PROBLEM REQUIREMENTS = Please filter the entries below, keeping every line that contains the word "tree" and copying each one unchanged.

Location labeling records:

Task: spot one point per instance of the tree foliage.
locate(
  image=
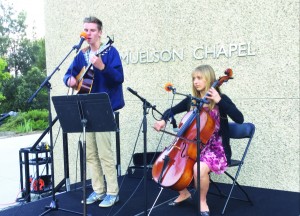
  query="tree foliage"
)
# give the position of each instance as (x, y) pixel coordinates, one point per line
(23, 58)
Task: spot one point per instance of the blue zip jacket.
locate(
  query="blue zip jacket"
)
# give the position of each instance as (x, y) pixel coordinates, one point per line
(108, 80)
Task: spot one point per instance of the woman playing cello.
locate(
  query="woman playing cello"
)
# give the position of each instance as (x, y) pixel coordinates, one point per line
(215, 155)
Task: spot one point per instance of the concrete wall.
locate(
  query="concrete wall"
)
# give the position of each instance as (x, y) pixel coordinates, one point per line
(258, 39)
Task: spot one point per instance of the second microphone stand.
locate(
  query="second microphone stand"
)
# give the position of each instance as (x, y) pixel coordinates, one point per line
(146, 105)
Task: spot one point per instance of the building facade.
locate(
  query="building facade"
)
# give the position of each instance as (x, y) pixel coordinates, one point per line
(163, 41)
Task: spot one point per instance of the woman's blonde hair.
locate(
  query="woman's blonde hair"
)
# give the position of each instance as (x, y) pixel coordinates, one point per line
(208, 74)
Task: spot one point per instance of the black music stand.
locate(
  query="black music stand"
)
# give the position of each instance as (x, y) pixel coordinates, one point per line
(85, 113)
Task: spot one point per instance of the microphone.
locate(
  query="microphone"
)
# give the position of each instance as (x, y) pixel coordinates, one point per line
(83, 37)
(173, 122)
(169, 87)
(131, 90)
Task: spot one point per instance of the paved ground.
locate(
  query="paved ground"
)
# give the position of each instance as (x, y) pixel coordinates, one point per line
(9, 165)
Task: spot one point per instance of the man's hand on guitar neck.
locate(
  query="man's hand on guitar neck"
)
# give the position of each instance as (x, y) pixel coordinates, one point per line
(97, 62)
(72, 82)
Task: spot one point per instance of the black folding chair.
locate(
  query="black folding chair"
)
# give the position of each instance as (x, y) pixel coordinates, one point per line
(237, 131)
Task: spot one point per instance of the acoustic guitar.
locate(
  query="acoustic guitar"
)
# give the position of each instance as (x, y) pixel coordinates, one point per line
(85, 78)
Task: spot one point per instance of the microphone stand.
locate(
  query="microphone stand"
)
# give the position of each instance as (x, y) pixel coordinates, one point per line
(199, 104)
(53, 205)
(146, 105)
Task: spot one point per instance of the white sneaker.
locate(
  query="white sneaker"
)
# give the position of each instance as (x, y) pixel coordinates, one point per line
(109, 201)
(93, 197)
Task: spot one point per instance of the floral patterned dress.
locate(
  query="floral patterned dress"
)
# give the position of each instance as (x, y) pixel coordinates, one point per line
(213, 153)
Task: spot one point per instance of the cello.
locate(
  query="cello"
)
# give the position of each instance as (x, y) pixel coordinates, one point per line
(174, 166)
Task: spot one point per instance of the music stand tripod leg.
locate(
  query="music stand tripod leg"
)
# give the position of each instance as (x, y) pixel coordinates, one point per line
(84, 121)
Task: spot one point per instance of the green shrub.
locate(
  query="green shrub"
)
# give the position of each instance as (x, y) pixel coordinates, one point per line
(34, 120)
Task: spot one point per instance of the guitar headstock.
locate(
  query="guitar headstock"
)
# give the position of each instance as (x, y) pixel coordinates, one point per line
(104, 48)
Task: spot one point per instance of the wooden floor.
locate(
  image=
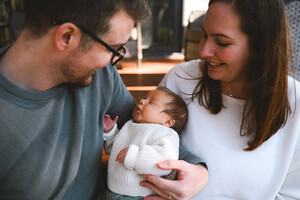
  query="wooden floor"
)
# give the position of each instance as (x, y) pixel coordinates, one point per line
(140, 80)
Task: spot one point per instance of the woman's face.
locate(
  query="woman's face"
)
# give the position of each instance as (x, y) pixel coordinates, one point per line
(224, 46)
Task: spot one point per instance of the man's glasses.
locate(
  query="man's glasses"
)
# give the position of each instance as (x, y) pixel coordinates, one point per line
(118, 54)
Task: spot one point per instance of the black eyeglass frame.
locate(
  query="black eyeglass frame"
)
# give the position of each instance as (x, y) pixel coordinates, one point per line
(92, 35)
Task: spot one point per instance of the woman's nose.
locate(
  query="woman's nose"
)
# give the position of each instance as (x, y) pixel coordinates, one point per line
(205, 49)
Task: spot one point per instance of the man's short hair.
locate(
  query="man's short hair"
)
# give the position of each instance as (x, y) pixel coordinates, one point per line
(92, 14)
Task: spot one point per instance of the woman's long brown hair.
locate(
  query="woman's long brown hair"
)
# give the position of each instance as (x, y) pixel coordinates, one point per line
(268, 107)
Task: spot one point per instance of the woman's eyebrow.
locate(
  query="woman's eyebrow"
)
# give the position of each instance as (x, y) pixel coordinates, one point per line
(216, 34)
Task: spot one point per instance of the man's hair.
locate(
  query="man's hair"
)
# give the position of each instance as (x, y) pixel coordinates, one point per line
(92, 14)
(176, 109)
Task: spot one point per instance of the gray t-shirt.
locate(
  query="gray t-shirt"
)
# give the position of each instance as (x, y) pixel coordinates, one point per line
(51, 141)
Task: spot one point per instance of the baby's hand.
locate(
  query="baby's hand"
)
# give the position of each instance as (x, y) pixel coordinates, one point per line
(122, 154)
(108, 123)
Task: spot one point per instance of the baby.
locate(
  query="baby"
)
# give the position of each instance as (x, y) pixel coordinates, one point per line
(150, 137)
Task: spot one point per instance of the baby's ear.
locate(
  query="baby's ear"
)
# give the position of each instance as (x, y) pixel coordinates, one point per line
(170, 122)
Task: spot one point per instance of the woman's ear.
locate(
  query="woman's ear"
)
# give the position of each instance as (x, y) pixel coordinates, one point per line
(67, 35)
(170, 122)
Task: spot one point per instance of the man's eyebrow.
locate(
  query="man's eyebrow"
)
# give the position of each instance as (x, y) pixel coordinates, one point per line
(216, 34)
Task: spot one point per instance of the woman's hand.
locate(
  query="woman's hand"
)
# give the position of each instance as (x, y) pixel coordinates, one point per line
(191, 180)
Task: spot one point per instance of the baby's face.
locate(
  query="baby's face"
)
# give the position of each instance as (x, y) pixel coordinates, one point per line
(150, 109)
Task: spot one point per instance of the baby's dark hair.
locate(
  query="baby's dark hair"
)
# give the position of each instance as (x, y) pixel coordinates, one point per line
(177, 109)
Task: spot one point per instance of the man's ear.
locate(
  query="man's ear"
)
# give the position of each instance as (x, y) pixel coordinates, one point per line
(170, 122)
(67, 35)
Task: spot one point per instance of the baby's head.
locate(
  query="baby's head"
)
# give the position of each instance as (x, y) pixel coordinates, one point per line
(161, 106)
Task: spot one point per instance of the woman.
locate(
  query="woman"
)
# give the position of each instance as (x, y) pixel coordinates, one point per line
(242, 106)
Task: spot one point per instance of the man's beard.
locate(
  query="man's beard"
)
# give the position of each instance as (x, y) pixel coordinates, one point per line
(73, 71)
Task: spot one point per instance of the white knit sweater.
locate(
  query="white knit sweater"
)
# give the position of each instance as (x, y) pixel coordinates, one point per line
(148, 144)
(270, 172)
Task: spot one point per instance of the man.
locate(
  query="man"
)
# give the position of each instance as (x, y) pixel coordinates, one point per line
(56, 84)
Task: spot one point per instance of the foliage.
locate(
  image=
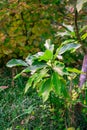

EXERCISE RESPONSE =
Task: spot one point per instance of the tree foliage.
  query="tree foliage"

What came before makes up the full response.